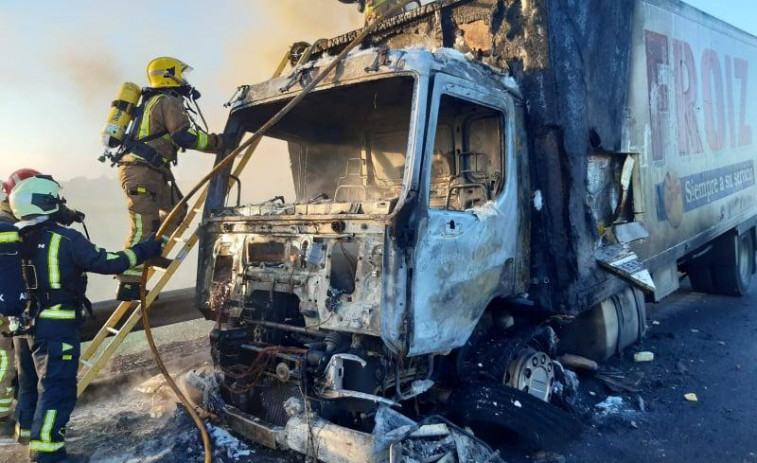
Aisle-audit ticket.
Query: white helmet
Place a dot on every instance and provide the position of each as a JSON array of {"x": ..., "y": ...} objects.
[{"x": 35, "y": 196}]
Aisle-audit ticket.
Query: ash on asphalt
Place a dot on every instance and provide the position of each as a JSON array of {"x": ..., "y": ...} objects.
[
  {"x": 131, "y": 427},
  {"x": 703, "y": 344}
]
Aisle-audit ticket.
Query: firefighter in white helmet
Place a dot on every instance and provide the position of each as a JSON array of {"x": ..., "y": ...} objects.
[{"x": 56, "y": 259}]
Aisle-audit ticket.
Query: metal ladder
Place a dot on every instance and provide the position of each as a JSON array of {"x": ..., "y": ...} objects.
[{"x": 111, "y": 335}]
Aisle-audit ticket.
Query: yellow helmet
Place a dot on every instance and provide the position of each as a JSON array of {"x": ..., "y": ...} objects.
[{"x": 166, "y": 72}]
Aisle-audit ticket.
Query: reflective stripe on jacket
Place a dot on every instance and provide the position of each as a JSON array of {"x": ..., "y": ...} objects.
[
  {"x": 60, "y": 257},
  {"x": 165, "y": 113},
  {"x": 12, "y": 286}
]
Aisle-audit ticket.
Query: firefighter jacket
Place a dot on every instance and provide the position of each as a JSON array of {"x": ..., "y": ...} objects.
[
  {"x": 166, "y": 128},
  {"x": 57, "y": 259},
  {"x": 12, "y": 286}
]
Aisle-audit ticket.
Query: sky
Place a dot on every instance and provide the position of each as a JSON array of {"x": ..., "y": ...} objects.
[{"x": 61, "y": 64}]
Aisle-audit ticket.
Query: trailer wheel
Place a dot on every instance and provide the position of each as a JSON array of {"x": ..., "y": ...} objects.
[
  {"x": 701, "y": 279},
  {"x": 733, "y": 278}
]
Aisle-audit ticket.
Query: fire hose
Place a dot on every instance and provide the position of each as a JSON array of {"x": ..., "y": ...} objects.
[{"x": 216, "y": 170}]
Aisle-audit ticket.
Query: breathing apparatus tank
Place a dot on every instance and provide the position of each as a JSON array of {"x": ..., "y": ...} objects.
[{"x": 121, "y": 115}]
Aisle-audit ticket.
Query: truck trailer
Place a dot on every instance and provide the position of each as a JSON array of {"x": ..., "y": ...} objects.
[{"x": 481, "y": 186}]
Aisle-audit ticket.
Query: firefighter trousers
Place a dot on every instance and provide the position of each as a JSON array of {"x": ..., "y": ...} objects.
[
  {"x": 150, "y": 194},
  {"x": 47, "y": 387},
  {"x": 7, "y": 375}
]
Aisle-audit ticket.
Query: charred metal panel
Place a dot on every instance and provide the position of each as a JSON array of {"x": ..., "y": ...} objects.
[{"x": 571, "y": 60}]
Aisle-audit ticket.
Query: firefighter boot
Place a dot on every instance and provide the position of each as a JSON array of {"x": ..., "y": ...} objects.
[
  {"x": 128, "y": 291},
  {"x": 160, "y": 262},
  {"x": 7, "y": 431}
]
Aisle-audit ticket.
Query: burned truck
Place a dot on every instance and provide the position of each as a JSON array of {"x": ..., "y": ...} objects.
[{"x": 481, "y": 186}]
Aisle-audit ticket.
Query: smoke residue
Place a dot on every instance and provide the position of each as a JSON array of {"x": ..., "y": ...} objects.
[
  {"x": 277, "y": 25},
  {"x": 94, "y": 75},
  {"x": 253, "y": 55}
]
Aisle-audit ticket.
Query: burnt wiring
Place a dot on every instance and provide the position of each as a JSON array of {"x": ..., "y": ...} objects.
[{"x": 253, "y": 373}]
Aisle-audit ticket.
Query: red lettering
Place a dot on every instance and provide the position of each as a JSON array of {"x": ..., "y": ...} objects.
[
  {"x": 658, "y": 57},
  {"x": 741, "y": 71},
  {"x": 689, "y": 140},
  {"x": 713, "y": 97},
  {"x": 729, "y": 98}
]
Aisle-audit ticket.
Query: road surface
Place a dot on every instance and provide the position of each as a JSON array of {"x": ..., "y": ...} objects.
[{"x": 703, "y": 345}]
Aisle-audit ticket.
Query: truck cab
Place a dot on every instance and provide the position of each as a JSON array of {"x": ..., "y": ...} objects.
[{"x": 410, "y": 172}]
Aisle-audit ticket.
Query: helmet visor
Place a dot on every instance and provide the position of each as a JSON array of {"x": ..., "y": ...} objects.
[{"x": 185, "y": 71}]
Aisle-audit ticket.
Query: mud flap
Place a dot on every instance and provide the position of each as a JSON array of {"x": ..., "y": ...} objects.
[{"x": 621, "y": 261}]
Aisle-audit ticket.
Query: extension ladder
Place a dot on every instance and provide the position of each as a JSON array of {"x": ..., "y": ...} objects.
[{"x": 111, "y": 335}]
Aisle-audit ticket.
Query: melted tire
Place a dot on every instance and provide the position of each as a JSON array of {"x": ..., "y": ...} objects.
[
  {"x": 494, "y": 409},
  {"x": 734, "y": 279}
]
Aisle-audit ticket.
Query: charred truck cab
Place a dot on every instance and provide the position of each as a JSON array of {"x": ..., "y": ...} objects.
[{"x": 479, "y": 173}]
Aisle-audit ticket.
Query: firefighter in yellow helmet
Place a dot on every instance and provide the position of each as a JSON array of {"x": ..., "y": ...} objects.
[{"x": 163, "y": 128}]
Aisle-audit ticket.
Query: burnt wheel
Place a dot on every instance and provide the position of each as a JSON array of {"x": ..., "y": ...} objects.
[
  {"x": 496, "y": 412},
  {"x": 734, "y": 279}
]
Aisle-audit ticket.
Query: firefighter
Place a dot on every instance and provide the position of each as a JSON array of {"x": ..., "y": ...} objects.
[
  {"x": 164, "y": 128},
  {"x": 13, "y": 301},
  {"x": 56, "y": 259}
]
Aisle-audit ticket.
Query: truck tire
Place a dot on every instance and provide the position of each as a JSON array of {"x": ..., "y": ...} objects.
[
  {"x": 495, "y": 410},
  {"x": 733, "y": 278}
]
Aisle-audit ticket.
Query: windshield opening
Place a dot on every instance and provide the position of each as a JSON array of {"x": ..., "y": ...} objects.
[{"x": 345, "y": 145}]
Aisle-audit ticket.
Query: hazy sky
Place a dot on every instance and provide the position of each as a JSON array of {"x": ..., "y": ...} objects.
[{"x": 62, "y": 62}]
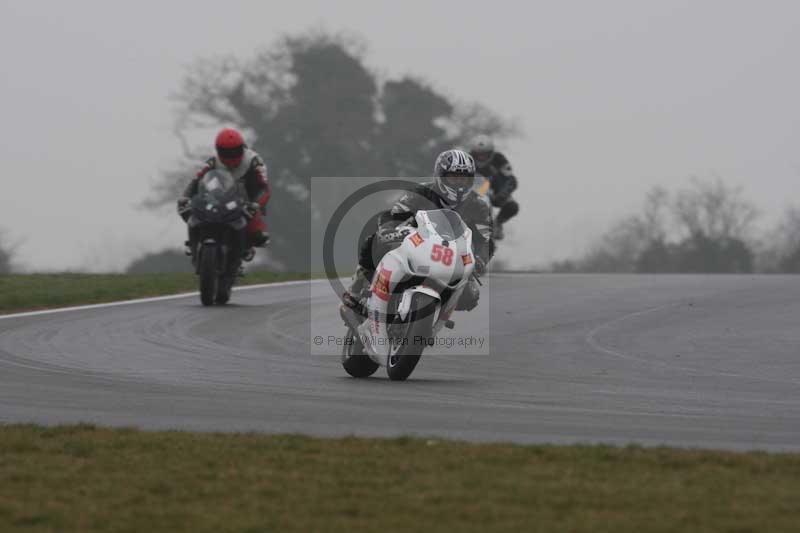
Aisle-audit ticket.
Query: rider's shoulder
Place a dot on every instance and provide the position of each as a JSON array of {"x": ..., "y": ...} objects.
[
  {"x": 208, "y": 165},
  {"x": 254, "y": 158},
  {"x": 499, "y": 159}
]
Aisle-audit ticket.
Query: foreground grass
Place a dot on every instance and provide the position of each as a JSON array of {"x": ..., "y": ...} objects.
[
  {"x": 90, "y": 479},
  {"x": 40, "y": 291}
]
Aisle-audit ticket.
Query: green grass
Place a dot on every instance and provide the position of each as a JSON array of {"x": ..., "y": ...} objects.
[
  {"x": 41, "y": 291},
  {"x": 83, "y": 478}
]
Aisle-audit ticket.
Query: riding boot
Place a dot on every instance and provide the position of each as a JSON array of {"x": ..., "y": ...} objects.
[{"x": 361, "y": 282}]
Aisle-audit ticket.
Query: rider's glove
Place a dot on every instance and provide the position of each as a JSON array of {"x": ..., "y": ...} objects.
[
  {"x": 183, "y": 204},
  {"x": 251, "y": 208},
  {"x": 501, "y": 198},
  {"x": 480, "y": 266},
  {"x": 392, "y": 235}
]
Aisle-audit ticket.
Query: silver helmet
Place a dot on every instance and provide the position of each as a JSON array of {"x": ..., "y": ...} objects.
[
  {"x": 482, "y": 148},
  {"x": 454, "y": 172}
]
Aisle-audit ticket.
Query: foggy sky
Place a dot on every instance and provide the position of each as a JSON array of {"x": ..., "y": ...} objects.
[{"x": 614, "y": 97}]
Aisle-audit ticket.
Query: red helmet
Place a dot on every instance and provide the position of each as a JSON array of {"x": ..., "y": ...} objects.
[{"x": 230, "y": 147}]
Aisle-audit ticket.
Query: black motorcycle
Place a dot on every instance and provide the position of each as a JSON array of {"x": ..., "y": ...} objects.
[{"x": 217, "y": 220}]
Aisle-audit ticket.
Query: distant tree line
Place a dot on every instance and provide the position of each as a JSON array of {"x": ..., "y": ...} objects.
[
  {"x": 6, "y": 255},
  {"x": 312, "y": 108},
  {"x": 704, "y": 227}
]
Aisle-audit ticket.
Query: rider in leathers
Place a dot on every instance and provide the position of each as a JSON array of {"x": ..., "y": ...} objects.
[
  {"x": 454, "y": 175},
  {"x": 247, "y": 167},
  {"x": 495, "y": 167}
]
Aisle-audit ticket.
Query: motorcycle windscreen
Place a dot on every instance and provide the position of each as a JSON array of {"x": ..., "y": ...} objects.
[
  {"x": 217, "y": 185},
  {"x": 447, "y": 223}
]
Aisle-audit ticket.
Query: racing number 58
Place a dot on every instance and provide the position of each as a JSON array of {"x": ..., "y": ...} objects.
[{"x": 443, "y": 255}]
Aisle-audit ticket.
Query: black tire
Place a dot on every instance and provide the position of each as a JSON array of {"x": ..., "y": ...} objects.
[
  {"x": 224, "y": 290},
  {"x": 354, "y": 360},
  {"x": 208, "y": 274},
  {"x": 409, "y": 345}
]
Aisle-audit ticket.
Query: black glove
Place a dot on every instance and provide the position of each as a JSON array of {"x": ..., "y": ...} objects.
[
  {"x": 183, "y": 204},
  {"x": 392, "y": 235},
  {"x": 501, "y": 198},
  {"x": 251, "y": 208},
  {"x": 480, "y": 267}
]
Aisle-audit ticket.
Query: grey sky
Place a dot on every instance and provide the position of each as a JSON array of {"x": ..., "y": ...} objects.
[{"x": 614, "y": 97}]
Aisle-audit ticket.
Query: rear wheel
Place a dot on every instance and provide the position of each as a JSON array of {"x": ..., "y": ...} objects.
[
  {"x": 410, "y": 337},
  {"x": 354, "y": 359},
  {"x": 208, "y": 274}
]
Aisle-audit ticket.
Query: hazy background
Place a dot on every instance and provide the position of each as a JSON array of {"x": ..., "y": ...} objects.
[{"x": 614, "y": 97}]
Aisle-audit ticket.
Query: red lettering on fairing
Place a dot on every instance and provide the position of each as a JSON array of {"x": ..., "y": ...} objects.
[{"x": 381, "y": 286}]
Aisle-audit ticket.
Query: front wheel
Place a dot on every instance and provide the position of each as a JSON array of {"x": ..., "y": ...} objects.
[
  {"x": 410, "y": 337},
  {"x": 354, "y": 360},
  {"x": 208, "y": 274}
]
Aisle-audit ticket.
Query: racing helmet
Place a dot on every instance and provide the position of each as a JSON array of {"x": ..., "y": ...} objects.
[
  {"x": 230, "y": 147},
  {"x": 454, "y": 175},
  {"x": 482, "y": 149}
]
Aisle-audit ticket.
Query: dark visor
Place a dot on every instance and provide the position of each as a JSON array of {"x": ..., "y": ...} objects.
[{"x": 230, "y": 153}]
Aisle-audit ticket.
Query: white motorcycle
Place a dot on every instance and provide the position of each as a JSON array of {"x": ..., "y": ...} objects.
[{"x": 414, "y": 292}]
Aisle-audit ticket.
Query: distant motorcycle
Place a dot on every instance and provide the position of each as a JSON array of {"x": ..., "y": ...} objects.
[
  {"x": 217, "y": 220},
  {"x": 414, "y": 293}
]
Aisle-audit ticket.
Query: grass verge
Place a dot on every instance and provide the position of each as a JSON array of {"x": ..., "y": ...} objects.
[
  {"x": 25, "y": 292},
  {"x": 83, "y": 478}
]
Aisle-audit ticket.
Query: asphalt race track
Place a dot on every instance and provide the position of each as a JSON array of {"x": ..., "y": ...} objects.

■ **What needs to be done**
Which lines hold the word "yellow"? Return all of them from the records above.

■ **Result for this task**
Query: yellow helmet
Query: firefighter in yellow helmet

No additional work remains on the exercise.